WHAT TO DO: Pull every line with "below" from the data.

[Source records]
-------

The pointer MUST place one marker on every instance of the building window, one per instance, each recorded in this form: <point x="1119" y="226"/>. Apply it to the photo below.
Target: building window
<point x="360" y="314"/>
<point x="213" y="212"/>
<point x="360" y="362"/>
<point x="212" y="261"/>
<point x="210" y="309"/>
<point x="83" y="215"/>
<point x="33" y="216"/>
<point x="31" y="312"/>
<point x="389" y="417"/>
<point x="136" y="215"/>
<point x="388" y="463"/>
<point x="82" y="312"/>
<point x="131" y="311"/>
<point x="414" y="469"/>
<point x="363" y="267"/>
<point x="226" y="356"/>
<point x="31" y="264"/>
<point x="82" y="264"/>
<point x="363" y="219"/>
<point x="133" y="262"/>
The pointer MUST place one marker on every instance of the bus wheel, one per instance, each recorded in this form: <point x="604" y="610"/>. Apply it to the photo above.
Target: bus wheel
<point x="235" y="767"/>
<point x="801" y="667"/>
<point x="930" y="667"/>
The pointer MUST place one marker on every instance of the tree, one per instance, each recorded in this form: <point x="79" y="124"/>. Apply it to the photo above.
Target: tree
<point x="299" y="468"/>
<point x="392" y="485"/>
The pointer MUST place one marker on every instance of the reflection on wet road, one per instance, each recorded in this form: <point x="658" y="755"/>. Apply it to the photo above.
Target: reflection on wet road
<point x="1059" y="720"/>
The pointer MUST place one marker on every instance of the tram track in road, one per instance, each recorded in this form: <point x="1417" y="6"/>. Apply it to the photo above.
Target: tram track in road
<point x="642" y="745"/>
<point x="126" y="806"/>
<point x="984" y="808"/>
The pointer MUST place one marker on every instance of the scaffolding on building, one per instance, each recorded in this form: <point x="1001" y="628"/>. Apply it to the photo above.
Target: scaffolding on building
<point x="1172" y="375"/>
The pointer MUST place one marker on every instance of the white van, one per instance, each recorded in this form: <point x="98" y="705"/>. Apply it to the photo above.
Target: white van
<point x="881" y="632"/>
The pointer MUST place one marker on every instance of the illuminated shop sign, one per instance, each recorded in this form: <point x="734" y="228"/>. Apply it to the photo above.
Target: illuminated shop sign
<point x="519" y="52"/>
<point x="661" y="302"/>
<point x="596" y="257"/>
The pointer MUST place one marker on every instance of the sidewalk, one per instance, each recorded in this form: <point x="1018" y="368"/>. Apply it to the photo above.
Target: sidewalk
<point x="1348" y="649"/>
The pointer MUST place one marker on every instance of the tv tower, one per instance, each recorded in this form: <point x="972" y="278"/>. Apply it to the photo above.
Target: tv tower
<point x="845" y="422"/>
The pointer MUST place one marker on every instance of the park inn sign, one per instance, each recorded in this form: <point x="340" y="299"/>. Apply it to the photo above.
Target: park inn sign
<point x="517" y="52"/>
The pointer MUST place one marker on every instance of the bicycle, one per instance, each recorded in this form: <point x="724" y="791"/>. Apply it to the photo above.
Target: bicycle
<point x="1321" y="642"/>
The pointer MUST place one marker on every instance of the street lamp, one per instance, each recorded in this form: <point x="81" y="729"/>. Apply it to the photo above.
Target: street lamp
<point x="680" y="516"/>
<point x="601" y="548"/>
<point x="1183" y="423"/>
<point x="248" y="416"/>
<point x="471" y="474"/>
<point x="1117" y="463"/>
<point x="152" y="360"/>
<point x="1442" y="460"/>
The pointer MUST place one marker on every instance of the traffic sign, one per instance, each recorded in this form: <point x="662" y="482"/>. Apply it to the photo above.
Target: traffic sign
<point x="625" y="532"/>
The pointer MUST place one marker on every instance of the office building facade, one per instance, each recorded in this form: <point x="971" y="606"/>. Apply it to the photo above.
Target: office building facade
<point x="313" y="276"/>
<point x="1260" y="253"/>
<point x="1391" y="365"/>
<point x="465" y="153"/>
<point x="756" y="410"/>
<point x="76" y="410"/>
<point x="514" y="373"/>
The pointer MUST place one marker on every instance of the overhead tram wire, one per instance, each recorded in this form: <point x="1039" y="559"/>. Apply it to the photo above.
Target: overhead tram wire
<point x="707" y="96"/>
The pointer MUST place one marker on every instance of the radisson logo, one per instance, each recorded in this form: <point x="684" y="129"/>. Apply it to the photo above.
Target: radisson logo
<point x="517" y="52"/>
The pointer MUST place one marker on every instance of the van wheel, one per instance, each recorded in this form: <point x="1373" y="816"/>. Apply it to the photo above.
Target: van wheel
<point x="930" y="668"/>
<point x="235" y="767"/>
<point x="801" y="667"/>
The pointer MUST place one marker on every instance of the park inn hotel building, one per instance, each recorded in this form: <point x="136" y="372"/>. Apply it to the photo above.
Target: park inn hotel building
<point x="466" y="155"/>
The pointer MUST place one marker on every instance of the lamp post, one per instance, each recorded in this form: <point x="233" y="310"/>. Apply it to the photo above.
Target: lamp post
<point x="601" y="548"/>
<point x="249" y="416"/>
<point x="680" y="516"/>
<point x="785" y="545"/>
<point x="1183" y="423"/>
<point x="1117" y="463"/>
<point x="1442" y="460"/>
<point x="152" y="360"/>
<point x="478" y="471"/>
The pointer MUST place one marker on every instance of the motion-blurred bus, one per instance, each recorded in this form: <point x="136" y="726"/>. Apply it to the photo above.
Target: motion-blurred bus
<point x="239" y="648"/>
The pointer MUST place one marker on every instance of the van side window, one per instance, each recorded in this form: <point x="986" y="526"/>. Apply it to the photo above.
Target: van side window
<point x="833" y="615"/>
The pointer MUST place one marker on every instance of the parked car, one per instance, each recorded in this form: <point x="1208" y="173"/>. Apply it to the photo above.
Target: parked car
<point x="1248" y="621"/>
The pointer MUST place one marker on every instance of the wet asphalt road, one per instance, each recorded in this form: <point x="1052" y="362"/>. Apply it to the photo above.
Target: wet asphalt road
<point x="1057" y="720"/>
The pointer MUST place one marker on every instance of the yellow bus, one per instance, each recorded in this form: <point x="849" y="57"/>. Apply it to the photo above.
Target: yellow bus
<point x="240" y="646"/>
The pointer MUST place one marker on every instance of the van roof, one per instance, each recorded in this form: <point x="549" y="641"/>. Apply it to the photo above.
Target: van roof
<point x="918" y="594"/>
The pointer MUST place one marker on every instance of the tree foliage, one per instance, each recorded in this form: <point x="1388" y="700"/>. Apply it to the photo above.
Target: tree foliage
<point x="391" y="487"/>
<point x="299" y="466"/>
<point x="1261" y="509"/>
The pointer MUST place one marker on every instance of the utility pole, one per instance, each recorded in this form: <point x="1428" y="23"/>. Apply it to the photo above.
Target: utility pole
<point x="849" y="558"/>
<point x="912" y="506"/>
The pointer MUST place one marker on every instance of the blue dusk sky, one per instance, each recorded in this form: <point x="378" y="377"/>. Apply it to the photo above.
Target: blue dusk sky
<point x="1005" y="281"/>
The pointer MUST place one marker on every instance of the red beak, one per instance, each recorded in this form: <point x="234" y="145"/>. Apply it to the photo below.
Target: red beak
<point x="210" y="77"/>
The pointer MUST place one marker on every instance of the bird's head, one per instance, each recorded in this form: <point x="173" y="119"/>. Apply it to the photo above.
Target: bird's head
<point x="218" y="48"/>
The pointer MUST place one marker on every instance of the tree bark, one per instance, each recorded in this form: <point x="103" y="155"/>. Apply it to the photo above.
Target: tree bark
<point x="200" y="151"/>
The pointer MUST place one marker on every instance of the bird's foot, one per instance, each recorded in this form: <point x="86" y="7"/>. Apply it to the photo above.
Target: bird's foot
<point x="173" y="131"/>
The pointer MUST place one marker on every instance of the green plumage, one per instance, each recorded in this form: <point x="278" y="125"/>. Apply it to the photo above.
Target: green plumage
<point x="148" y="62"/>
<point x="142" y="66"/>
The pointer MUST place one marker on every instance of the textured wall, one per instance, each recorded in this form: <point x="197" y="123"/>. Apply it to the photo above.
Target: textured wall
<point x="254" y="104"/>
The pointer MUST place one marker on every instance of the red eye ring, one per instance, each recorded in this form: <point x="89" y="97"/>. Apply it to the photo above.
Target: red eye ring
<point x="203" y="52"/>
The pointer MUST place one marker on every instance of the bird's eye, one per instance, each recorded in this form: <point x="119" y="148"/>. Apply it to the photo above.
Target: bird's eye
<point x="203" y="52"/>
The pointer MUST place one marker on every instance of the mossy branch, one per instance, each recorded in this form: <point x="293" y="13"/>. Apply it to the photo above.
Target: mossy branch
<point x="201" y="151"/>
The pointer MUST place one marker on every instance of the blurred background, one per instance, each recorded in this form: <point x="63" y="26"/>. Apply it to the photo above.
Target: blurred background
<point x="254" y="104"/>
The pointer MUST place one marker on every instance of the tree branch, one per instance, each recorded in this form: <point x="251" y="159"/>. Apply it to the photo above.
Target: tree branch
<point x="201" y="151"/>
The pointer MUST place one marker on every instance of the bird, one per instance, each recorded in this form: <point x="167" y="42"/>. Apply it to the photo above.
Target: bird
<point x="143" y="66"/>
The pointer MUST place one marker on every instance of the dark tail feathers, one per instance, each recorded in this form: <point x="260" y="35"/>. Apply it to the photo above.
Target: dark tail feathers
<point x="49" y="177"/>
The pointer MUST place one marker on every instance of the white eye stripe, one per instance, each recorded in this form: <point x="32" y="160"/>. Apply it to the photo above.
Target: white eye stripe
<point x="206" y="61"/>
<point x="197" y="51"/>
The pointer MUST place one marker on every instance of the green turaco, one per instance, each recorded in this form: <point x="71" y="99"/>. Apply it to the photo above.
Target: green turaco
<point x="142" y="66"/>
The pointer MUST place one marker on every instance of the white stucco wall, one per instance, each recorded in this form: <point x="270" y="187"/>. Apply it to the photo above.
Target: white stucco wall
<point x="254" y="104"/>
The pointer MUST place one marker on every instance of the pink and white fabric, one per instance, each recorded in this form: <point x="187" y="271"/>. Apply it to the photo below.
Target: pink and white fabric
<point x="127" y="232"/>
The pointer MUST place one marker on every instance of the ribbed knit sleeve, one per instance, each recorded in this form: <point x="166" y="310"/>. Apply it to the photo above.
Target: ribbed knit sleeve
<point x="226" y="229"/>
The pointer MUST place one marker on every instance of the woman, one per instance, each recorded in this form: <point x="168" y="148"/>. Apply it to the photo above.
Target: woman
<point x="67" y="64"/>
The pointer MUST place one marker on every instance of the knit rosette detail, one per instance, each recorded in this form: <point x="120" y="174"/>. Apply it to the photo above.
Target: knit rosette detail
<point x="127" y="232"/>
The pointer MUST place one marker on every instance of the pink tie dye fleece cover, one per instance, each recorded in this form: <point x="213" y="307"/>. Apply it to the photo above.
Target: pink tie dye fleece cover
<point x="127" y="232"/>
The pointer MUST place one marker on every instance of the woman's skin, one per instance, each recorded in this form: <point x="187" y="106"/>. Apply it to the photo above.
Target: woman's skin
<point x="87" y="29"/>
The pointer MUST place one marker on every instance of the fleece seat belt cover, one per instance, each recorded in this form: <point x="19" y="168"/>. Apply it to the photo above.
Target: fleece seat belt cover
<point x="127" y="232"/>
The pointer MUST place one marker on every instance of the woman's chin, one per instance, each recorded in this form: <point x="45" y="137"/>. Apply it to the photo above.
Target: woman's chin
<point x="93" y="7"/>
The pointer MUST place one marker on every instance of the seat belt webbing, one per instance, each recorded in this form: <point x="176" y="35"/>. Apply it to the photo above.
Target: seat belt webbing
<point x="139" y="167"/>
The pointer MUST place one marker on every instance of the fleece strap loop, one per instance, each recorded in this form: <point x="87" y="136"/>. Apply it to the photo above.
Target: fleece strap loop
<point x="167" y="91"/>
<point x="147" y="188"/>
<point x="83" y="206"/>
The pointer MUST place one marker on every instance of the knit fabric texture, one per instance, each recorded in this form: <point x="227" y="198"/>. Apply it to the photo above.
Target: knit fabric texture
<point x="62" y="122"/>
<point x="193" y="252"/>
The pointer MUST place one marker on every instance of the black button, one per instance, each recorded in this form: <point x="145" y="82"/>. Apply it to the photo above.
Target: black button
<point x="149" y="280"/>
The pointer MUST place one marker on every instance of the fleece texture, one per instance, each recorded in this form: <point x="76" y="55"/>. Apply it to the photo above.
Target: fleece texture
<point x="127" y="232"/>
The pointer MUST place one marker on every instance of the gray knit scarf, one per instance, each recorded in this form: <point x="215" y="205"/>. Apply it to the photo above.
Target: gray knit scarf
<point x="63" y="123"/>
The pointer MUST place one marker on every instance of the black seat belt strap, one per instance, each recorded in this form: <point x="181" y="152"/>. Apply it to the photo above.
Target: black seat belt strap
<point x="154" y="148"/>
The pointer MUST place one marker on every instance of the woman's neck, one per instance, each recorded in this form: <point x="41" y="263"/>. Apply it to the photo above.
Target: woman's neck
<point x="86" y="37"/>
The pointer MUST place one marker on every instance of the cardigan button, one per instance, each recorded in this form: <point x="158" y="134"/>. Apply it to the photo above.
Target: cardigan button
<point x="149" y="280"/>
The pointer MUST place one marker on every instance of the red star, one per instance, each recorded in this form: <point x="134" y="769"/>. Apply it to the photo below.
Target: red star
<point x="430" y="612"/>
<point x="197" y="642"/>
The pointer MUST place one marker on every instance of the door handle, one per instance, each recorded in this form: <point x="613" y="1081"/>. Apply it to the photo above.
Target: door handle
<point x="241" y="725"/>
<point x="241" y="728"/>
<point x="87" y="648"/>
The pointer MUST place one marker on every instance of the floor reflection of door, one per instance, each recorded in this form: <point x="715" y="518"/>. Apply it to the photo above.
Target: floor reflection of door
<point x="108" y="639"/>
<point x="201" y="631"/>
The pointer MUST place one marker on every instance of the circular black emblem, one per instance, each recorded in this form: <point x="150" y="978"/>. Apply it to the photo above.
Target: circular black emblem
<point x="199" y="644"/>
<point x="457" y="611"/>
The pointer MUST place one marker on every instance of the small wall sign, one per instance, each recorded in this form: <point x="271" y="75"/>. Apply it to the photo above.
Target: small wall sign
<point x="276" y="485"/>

-------

ANSWER FOR THE TASK:
The pointer MUST place one marker on every instance of the building window, one per instance, each recorded in this form: <point x="1119" y="226"/>. Apply it to the photo below.
The pointer MUST place one marker on every instance of the red beak, one per instance, each recorded in this form: <point x="234" y="145"/>. Apply it to the photo below.
The pointer MUST place one marker on every instance of the pink and white fabric, one per instance, each recorded in this form: <point x="187" y="271"/>. Apply it to the photo below.
The pointer MUST place one marker on every instance of the red star, one per instance, each recorded in this form: <point x="134" y="769"/>. Apply it to the photo below.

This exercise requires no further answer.